══ Provided entries

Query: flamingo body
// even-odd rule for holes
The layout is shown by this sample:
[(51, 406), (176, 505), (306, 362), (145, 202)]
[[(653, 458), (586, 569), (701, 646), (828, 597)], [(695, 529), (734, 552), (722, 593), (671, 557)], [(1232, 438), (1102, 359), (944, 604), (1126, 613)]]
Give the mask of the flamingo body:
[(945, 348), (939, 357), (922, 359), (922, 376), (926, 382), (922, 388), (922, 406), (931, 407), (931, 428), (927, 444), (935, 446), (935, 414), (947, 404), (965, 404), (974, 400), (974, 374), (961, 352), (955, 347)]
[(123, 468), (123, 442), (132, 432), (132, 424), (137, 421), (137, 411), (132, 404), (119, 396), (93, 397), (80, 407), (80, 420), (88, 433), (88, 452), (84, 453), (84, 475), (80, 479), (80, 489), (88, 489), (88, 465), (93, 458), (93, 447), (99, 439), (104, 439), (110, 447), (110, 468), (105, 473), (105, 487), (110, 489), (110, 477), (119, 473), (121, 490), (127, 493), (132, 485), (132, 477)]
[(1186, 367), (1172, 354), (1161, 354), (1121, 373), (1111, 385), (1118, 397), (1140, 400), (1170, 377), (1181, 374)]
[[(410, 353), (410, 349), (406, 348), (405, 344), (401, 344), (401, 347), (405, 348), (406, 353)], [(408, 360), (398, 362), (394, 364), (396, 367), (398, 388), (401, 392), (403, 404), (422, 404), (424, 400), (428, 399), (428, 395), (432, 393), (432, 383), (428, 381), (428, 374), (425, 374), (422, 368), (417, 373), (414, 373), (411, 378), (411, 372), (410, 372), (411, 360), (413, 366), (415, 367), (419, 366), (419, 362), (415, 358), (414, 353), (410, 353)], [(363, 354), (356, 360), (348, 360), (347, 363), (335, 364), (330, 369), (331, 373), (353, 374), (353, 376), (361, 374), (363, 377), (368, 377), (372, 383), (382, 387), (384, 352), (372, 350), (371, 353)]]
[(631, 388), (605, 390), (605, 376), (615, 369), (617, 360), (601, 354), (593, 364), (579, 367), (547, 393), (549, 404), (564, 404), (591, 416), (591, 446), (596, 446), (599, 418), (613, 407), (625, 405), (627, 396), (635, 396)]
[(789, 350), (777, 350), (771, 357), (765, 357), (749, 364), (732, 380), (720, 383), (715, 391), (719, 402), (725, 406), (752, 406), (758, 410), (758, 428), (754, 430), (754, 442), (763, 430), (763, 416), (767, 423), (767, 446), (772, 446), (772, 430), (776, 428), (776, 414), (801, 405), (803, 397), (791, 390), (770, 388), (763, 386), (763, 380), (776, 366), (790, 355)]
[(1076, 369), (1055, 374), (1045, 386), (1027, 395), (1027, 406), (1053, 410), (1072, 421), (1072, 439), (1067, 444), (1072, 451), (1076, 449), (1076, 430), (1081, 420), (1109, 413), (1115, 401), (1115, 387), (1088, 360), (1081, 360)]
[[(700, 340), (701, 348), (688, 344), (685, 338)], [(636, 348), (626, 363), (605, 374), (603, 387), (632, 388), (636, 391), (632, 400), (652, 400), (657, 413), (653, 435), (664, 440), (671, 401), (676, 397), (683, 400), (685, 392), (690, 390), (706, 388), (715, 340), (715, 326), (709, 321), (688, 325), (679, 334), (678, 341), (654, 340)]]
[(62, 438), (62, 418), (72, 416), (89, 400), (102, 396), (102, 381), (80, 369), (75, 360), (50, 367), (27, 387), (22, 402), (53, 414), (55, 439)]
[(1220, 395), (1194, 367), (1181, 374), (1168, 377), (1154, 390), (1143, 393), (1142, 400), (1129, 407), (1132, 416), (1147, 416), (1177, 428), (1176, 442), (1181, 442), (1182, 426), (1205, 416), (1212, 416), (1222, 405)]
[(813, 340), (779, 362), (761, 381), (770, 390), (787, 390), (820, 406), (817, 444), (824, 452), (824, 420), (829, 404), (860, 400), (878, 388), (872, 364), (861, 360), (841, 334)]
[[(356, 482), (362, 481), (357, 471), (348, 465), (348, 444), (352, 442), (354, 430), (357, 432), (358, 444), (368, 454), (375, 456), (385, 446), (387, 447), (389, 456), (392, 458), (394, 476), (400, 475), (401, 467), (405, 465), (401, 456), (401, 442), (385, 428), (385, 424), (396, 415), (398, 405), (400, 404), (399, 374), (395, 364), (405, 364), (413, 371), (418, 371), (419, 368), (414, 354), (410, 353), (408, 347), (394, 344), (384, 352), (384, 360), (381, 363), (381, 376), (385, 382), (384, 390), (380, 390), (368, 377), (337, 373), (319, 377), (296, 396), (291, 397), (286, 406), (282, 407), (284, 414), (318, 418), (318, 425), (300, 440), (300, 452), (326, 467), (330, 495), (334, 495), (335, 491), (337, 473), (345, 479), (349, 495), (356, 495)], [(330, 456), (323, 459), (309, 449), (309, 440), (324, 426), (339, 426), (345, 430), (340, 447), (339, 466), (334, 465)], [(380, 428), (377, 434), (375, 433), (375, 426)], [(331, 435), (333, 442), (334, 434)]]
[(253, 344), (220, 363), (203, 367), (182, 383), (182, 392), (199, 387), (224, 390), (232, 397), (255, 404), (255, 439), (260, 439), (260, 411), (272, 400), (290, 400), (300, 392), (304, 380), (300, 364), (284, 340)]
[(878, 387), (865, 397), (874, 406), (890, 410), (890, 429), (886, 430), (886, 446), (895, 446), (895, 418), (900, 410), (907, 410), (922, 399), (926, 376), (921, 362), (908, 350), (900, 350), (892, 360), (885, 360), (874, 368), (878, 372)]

════

• [Your objective] Lay out the items above as a numbered list, from the start of the items through the line holding "352), (955, 347)]", inclusive. Leave out blank lines.

• [Right answer]
1. Query: flamingo body
2. // even-odd rule for holes
3. The layout is shown by this sample:
4. [(51, 406), (176, 505), (306, 362), (145, 202)]
5. [[(653, 458), (586, 569), (701, 646), (828, 597)], [(695, 529), (734, 552), (722, 593), (671, 557)], [(1232, 438), (1102, 359), (944, 604), (1126, 613)]]
6. Give the mask of the flamingo body:
7. [(945, 348), (939, 357), (922, 359), (922, 376), (926, 382), (922, 388), (922, 406), (931, 407), (931, 428), (927, 444), (935, 446), (935, 414), (947, 404), (965, 404), (974, 400), (974, 374), (961, 352), (955, 347)]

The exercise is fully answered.